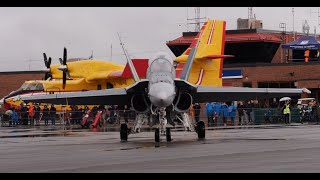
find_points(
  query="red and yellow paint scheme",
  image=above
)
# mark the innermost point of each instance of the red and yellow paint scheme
(85, 75)
(208, 62)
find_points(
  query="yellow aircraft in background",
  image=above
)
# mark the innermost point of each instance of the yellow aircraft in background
(82, 75)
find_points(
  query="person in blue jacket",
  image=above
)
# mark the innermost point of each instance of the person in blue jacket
(224, 113)
(209, 114)
(232, 113)
(14, 117)
(216, 110)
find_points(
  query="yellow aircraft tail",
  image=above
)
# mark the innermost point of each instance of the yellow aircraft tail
(208, 60)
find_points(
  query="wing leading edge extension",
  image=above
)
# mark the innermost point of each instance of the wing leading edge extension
(116, 96)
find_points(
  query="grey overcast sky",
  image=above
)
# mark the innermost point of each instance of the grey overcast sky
(26, 32)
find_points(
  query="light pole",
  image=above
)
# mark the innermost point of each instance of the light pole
(283, 27)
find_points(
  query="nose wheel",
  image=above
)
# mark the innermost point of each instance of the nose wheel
(157, 135)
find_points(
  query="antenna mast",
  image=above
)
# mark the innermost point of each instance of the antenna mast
(249, 12)
(196, 19)
(293, 34)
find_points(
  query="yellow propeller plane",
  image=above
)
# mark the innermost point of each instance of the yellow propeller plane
(82, 75)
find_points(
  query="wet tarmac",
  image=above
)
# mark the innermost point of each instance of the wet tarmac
(252, 148)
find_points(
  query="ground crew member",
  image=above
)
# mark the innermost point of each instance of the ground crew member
(306, 55)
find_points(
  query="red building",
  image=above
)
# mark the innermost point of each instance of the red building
(261, 60)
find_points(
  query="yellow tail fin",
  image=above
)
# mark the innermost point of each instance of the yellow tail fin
(208, 62)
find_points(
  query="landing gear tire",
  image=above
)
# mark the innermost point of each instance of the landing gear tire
(168, 134)
(124, 132)
(157, 135)
(201, 130)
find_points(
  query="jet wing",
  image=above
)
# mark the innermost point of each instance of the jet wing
(212, 94)
(116, 96)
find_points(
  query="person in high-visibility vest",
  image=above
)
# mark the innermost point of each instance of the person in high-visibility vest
(286, 112)
(306, 55)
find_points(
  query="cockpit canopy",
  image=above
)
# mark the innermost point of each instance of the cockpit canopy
(32, 86)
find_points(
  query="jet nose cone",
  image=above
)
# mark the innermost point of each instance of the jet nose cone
(161, 94)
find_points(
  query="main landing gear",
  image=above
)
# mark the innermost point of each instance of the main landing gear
(157, 135)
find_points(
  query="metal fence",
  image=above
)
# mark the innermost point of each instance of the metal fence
(251, 116)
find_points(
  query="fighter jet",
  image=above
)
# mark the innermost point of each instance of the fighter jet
(161, 94)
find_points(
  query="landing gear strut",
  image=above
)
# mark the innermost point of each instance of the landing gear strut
(168, 134)
(157, 135)
(200, 129)
(124, 132)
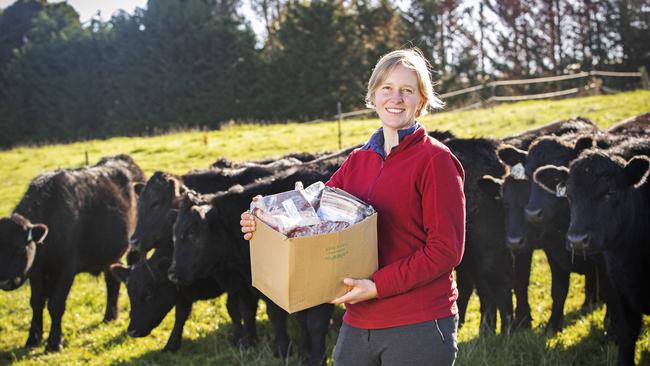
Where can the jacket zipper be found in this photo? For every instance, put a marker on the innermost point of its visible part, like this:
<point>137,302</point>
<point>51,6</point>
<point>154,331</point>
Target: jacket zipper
<point>372,187</point>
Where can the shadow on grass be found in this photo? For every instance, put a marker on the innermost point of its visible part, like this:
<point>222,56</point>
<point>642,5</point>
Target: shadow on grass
<point>215,348</point>
<point>18,353</point>
<point>538,347</point>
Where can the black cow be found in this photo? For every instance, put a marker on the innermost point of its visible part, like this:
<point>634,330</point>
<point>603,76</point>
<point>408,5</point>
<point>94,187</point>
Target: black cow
<point>638,126</point>
<point>515,189</point>
<point>87,214</point>
<point>208,240</point>
<point>152,295</point>
<point>487,264</point>
<point>161,194</point>
<point>549,221</point>
<point>610,214</point>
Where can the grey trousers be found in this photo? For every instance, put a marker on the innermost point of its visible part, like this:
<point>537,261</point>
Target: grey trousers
<point>428,343</point>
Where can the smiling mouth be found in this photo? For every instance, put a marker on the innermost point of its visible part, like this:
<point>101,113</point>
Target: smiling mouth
<point>394,110</point>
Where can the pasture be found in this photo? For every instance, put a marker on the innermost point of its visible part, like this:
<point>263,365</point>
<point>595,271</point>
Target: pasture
<point>89,341</point>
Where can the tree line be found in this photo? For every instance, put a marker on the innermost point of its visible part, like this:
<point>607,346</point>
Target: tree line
<point>198,63</point>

+--

# Requirements
Print all of the data above word for word, leaving out the pictures.

# Response for this exercise
find_points(
  query="red and yellow paint scheme",
  image=above
)
# mark the innermost point of each instance of the red and yellow paint scheme
(85, 75)
(208, 62)
find_points(
  query="yellow aircraft in background",
  image=above
)
# mark the innermost point of each instance of the yellow aircraft in background
(82, 75)
find_points(
  query="person in blue jacket",
  image=above
)
# mark the innermost point of each instance of the person in blue jacket
(224, 113)
(209, 114)
(232, 113)
(14, 117)
(216, 110)
find_points(
  query="yellow aircraft tail",
  image=above
)
# mark the innermost point of each instance of the yellow aircraft tail
(208, 60)
find_points(
  query="wing leading edge extension",
  image=above
)
# mark the innermost point of each instance of the wing leading edge extension
(116, 96)
find_points(
  query="grey overcast sky",
  image=above
)
# mark the innermost point of each instance of the grey overcast sky
(26, 32)
find_points(
  query="light pole",
  image=above
)
# mark the innermost point of each instance of the light pole
(283, 27)
find_points(
  query="nose wheel",
  image=above
)
# mark the innermost point of each instance of the nose wheel
(157, 135)
find_points(
  query="antenna mast",
  image=above
)
# mark the innermost point of each instance of the antenna mast
(249, 12)
(196, 19)
(293, 34)
find_points(
  query="yellow propeller plane",
  image=above
)
# mark the innermost point of each instance of the yellow propeller plane
(82, 75)
find_points(
  query="wet tarmac",
  image=above
)
# mark the innermost point of each instance of the wet tarmac
(252, 148)
find_points(
  query="ground crew member",
  image=above
)
# mark the innermost point of each instance of the ground crew member
(306, 55)
find_points(
  query="red building",
  image=above
)
# mark the innermost point of each instance of the red building
(261, 60)
find_points(
  query="yellow tail fin",
  image=above
)
# mark the innermost point of each instance of the yellow tail fin
(208, 62)
find_points(
  query="landing gear tire",
  image=above
)
# mark the innermost point of each instance of the landing gear tire
(168, 134)
(124, 132)
(157, 135)
(201, 130)
find_points(
  query="jet wing",
  image=above
)
# mark the innermost point of each instance of the jet wing
(212, 94)
(116, 96)
find_points(
  query="person in high-visibility vest",
  image=above
)
# mark the innermost point of each instance of the person in high-visibility vest
(286, 112)
(306, 55)
find_points(
  query="cockpit canopy",
  image=above
)
# mark the innermost point of each instance of the cockpit canopy
(32, 86)
find_points(
  query="jet nose cone",
  image=above
)
# mark the innermost point of each instance of the jet nose cone
(161, 94)
find_points(
  query="main landing gear",
  image=above
)
# mark the innermost point of each instance of the main landing gear
(157, 135)
find_points(
  query="metal fence",
  image=above
)
# mark the innermost point of each instance of the metal fence
(251, 116)
find_points(
  query="fighter jet",
  image=above
)
# mark the innermost point of each instance of the fighter jet
(161, 94)
find_points(
  query="landing gear strut",
  image=above
)
# mark the innermost point of each instance of the landing gear strut
(168, 134)
(157, 135)
(200, 129)
(124, 132)
Where can the jacket zipper be found in this photo? For every instance, put a marker on the innermost point of its visible part, like this:
<point>137,302</point>
<point>51,6</point>
<point>154,331</point>
Target: jacket zipper
<point>372,187</point>
Where can the shadow on grass be found in this photo? For every instance, put a marker on the innermost point of its visible part, like this:
<point>222,56</point>
<point>642,5</point>
Target: shadow on grass
<point>215,348</point>
<point>18,353</point>
<point>538,347</point>
Where can the black cow be found in this photo? For every instance, put a marker on the innermost point of its visible part, like this:
<point>634,330</point>
<point>603,76</point>
<point>408,5</point>
<point>94,187</point>
Target: black cow
<point>638,126</point>
<point>515,189</point>
<point>87,214</point>
<point>208,240</point>
<point>152,295</point>
<point>487,264</point>
<point>161,194</point>
<point>549,221</point>
<point>610,214</point>
Where can the grey trousers be found in this photo? For every instance, put a marker on the innermost point of its visible part, like this:
<point>537,261</point>
Target: grey trousers
<point>428,343</point>
Where can the smiling mouth be found in this photo? For every instance, put a marker on the innermost point of its visible part, like this:
<point>101,113</point>
Target: smiling mouth
<point>394,110</point>
Where can the pasture be found in this photo? For every instance, put a marker on the innermost point of its visible part, like this:
<point>263,365</point>
<point>595,271</point>
Target: pasture
<point>89,341</point>
Where can the tree line be found in this photo? For every instance, put a marker on the innermost point of its visible part, like this:
<point>607,346</point>
Target: tree line
<point>198,63</point>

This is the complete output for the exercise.